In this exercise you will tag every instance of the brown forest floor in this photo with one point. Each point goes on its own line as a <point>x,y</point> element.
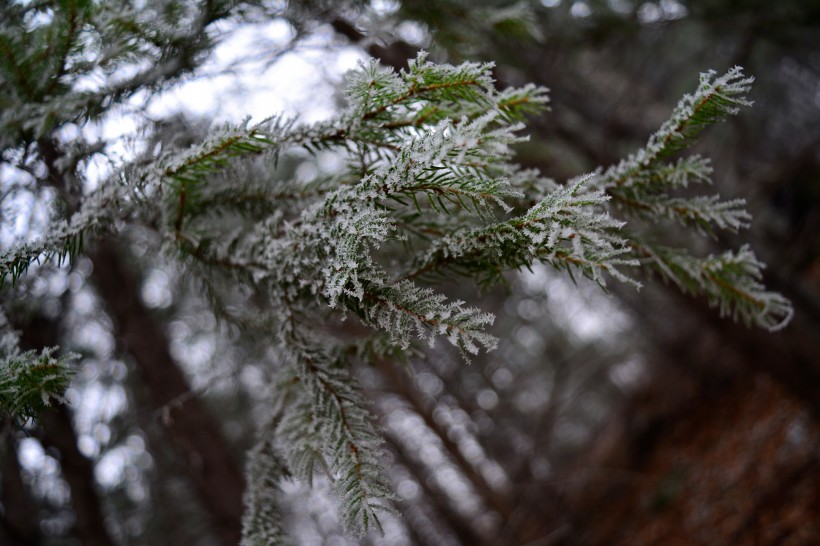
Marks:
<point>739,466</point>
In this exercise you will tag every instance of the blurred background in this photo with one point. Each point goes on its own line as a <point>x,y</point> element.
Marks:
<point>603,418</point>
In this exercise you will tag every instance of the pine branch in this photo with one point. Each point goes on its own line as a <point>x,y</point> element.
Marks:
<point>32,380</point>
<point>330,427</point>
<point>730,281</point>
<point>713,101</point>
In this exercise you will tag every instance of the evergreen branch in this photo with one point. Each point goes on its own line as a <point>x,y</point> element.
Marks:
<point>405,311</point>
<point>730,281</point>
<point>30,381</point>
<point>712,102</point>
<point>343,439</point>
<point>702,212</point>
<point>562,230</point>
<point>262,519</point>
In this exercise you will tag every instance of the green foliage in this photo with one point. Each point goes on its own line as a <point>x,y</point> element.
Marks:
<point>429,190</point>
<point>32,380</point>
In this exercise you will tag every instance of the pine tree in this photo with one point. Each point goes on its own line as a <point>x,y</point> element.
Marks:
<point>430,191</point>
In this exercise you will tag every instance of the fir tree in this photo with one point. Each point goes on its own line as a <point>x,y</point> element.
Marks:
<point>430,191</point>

****************

*Exercise instructions*:
Out of the records above, pick each line that contains the string "pine".

*Output for this exercise*:
In this exercise you will tag every instance of the pine branch in this photo with one point. Each point goes on its own line as a <point>x,y</point> element.
In this exercise you will tag every instance of the pine tree in this photo with one point. Each point goes on its own line as a <point>x,y</point> element.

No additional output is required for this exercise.